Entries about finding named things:
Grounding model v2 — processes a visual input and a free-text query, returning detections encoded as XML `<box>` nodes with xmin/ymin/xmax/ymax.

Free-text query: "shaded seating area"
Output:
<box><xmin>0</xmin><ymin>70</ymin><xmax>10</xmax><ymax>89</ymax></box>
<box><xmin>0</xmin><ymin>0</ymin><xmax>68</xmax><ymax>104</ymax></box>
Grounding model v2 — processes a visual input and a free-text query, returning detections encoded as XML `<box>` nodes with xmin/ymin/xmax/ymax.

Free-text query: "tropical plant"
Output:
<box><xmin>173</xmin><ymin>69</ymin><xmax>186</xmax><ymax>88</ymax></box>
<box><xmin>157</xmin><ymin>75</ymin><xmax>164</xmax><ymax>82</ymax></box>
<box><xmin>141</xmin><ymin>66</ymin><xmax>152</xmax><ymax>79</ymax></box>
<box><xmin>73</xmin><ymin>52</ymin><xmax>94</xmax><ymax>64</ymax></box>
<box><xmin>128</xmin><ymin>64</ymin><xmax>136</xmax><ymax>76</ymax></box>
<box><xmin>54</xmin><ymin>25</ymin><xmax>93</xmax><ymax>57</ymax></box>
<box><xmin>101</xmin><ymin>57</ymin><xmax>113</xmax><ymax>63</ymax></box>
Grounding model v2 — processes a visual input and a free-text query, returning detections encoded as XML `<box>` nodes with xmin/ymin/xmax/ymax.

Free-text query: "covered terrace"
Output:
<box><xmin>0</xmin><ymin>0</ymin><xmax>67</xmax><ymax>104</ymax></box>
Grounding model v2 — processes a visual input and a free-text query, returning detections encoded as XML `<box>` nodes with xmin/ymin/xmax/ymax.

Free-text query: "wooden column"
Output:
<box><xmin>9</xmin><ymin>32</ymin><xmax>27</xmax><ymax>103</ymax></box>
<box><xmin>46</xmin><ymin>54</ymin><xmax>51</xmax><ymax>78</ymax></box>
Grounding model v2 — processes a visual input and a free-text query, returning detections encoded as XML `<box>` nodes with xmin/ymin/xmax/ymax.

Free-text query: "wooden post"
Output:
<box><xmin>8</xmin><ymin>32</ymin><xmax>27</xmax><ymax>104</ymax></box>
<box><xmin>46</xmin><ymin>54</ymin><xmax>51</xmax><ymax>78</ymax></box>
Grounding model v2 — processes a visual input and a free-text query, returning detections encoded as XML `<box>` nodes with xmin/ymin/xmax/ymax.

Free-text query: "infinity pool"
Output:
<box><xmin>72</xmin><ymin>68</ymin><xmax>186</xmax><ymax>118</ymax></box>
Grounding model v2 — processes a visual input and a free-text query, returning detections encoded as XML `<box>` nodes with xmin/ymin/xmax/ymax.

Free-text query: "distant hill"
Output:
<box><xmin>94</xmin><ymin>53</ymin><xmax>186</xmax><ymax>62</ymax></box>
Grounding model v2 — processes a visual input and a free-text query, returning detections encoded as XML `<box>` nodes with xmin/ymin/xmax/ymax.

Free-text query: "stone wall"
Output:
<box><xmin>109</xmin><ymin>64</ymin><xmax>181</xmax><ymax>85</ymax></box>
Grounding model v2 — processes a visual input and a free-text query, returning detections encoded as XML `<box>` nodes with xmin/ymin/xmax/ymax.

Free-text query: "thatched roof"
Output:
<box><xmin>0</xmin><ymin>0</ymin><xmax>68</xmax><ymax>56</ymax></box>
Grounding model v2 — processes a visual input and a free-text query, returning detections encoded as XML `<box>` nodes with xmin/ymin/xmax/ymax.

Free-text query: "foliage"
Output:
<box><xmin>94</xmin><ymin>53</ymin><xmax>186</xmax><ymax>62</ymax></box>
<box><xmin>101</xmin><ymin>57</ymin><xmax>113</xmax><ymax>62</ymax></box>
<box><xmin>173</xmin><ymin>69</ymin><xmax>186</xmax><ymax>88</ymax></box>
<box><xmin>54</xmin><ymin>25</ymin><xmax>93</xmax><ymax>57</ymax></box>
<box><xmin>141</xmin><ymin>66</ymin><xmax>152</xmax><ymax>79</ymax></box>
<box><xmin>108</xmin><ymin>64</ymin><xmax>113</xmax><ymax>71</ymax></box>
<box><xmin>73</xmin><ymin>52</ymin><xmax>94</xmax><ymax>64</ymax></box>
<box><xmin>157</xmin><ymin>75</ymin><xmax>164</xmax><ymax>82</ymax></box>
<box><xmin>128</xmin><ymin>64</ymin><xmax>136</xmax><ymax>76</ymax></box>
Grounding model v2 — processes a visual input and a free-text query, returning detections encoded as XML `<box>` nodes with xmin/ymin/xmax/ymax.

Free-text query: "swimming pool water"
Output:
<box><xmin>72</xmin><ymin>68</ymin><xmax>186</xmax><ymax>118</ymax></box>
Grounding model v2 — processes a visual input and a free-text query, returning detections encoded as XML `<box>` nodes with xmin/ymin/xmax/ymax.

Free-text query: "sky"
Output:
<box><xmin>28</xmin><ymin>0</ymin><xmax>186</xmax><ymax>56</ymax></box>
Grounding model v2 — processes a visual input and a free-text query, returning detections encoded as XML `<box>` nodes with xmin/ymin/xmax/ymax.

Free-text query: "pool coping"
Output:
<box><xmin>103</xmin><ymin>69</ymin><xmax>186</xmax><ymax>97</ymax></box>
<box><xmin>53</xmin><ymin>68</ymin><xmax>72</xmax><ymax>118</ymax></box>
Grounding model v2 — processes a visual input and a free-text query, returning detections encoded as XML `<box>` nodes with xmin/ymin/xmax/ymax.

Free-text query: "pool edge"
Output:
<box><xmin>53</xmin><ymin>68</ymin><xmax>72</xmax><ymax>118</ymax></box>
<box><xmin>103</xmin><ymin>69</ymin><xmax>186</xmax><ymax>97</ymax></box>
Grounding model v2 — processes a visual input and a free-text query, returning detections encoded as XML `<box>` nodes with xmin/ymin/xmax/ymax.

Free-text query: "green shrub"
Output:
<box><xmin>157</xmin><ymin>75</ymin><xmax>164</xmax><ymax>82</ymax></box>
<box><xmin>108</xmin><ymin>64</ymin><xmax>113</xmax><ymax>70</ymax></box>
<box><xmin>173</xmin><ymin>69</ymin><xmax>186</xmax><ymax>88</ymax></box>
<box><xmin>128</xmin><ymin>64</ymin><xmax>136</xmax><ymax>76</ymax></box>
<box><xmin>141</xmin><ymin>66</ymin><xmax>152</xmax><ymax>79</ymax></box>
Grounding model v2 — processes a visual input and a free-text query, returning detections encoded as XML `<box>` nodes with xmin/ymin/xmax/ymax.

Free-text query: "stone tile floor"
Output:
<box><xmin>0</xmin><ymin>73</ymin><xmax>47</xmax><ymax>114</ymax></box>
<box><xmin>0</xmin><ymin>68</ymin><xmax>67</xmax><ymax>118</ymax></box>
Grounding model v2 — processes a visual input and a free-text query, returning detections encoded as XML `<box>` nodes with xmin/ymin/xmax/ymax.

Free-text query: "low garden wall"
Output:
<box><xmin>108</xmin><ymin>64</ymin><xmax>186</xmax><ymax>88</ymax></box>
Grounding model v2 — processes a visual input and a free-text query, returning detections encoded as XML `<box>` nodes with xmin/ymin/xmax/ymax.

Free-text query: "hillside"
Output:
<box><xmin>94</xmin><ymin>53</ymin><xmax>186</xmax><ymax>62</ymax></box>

Exercise requirements:
Return every line of the entries above that contains the word "wooden", matching case exactly.

Problem solution:
Free-text query: "wooden column"
Free-text query: "wooden post"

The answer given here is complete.